-- Task directions --
Repeat the entire listing exactly.

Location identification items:
:::::

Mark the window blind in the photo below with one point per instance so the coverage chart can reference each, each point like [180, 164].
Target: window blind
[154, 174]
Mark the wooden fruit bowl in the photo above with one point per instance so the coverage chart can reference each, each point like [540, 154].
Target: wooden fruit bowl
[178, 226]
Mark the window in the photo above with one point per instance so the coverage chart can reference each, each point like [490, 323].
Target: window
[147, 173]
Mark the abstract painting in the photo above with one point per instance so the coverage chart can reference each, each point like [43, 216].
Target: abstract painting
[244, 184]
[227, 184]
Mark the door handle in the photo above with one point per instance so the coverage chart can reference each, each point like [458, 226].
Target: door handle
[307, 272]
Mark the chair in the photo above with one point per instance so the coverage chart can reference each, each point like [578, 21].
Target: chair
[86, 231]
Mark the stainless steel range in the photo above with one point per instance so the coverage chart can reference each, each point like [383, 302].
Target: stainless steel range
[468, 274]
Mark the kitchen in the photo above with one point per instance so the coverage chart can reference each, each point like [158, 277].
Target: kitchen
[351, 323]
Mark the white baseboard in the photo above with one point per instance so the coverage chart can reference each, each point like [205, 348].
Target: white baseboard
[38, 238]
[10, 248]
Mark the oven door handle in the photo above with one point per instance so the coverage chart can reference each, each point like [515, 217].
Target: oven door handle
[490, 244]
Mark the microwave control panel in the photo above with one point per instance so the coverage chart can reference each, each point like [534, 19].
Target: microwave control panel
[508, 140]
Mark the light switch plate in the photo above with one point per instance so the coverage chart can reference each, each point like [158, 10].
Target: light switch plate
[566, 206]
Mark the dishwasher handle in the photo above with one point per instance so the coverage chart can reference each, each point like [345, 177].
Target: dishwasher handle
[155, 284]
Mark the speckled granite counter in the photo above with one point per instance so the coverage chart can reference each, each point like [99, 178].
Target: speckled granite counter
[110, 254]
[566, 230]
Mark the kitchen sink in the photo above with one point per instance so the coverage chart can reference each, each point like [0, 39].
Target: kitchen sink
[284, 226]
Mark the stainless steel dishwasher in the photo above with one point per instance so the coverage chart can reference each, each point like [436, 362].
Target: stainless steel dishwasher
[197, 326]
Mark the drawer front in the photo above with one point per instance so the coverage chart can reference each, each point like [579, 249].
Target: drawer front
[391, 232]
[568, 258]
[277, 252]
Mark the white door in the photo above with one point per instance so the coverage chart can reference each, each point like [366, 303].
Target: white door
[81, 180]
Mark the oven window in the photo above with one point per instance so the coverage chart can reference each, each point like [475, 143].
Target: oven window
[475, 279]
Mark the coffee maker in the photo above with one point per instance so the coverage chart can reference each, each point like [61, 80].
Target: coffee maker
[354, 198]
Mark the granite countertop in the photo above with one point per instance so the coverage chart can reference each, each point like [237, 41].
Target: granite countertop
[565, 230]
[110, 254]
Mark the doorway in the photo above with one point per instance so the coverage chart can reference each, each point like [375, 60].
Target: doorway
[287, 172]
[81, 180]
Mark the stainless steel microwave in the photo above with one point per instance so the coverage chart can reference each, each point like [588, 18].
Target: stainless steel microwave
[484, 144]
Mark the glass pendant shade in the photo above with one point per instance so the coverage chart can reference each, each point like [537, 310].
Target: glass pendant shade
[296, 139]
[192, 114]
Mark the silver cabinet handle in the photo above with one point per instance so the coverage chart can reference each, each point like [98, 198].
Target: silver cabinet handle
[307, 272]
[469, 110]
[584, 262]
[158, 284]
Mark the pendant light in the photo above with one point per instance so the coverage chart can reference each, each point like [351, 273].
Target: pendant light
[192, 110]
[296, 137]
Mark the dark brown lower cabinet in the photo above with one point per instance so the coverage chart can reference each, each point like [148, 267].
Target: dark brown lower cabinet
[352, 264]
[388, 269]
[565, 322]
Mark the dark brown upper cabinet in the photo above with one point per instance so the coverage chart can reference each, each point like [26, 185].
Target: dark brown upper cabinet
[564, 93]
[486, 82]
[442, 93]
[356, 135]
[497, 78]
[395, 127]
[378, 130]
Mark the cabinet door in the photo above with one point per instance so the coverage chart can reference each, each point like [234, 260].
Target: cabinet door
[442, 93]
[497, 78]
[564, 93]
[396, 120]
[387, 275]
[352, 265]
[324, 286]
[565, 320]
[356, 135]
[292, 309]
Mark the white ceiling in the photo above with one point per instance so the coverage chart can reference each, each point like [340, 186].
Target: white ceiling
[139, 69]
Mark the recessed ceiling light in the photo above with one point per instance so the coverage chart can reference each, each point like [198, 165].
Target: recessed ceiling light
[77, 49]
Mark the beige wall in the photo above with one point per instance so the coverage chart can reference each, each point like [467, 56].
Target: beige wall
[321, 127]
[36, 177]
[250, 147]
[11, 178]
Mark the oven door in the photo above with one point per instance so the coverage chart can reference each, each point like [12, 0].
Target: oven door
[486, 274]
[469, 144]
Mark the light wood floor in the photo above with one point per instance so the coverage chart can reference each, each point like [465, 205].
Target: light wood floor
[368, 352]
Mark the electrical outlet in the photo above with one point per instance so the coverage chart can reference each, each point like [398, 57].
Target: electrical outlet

:::::

-- Right answer --
Mark the window blind in the photo below with one point per instance so the coverage chart can reference each, each point like [180, 164].
Target: window blind
[154, 174]
Mark the wooden fruit bowl in the photo above with one point per instance so the coverage chart can reference each, each point like [540, 154].
Target: wooden fruit bowl
[178, 226]
Mark the window in the photo above with one point per instance so the coverage chart can reference each, each point like [490, 323].
Target: window
[147, 173]
Mark the abstract painting in the photo above with one point per instance so the coverage chart can reference each, each point like [43, 216].
Target: abstract painting
[244, 184]
[227, 184]
Mark the door handle in the photo above with one point per instance so the coverage chart can reference each, each point like [458, 226].
Target: door handle
[307, 272]
Mark the chair in the photo above with one point per instance so the coverage chart can reference each, each point like [578, 21].
Target: chair
[86, 231]
Mark the stainless steel range in the photo above with one point per instance so the coverage chart can reference each, each point like [383, 302].
Target: stainless steel range
[468, 274]
Mark the kitchen in the photo above with one point per instance so the coverage chart can reference each, each point like [158, 277].
Target: kitchen
[351, 323]
Mark the white baseboard in the photo above with one point per instance so the coverage chart can reference each, each point like [205, 348].
Target: white baseboard
[38, 238]
[10, 248]
Mark the oven door handle in the photo above with one point per instance so the coverage chart can reference each, each point like [515, 217].
Target: oven door handle
[490, 244]
Mark the microwave control panel in the photo above with one point per instance so the coverage chart can reference each, each point like [534, 19].
Target: microwave control panel
[508, 140]
Mark the light switch plate in the photo above with one point per instance so the coverage chart can reference each, each point like [158, 10].
Target: light switch plate
[566, 206]
Mark the dishwasher handle in the photo above with one point per instance so the coverage chart can reference each, each point like [345, 177].
Target: dishwasher handle
[155, 284]
Mark the speckled granite counter in the photo above with one point per instance so the coverage chart can reference each, each point like [99, 178].
Target: speckled granite counter
[110, 254]
[566, 230]
Mark the kitchen sink in the photo above with one point per instance so the coverage chart can reference each, each point like [0, 39].
Target: kitchen sink
[284, 226]
Mark the stainless steel dishwasher in the photo above with one point per instance so the coverage chart can reference each, each point like [436, 362].
Target: stainless steel dishwasher
[197, 326]
Mark the drawer front in the photo above with one point per instance so the coverage chart can reference each, each point like [579, 249].
Target: drawer front
[391, 232]
[568, 258]
[277, 252]
Mark the white door in the photo above with one point per instance so the coverage chart can reference each, each point like [366, 303].
Target: white door
[81, 180]
Mark the oven window in the photo above with one point per instance so the coverage chart can reference each, each point like [475, 143].
Target: oven window
[475, 279]
Mark the coffee maker in the photo above with one point per instance so the coverage chart can reference each, each point like [61, 80].
Target: coffee maker
[354, 198]
Mark the granite countertop in the photo above with one point per instance so the coverage chart can reference each, each point like [237, 41].
Target: granite countertop
[565, 230]
[110, 254]
Mark the doorway in the photo above with one point per instance so the coverage chart can reference each, each point like [375, 60].
Target: doorway
[287, 172]
[81, 180]
Mark the stainless steel microwave in the photo above with one point per instance so the coverage chart can reference each, each point like [588, 18].
Target: stainless steel microwave
[484, 144]
Mark the glass pendant shade in the photo above with one point per instance so the coverage chart can reference each, each point like [537, 310].
Target: glass pendant shade
[296, 139]
[192, 114]
Mark the silver cabinet handle in the photo above with one point per instance so the coverage chart can reference each, each point like [98, 198].
Target: silver cabinet handle
[307, 272]
[469, 110]
[584, 262]
[158, 284]
Mark the pendant light in the photo above with one point per instance so the coverage chart can reference each, each point like [351, 273].
Target: pendant light
[192, 110]
[296, 137]
Mark the dark brown lower cabinet in the photo above with one point per instance so the coverage chart can reference each, each point like [148, 267].
Target: dark brown lower cabinet
[352, 264]
[388, 269]
[565, 322]
Mark the dark brown upper cabinet in the photo above with one point per instance so the coverage chart can reference each, each point like [26, 185].
Target: dark brown upper cabinet
[564, 93]
[486, 82]
[442, 93]
[356, 135]
[497, 78]
[395, 127]
[378, 130]
Mark the cabinet door in the photo above with one point per instance so the coverage chart can reference each, each point like [234, 260].
Target: cabinet door
[442, 93]
[497, 78]
[564, 93]
[396, 120]
[387, 275]
[352, 265]
[324, 286]
[565, 320]
[356, 135]
[292, 309]
Mark the white ceiling in the photo above with one point per instance so the coverage chart can reference each, each point like [340, 186].
Target: white ceiling
[139, 69]
Mark the recessed ceiling light in the photo above with one point per instance so the coverage chart can reference each, each point like [198, 165].
Target: recessed ceiling light
[77, 49]
Mark the beige wall in the photo above with one point per instance so the coverage chart can reference each, each point like [467, 56].
Target: beige wall
[321, 127]
[36, 177]
[250, 147]
[11, 178]
Mark the oven door in the photo above with one point per instance so the coverage chart can reference each, each point like [12, 0].
Target: oven door
[486, 274]
[469, 144]
Mark the light wood floor in the photo above with one point per instance so the coverage chart can reference each, each point like [465, 205].
Target: light wood floor
[368, 352]
Mark the electrical outlet in the photo above with one point per instance so the coverage chart can reference each, each point like [398, 57].
Target: electrical outlet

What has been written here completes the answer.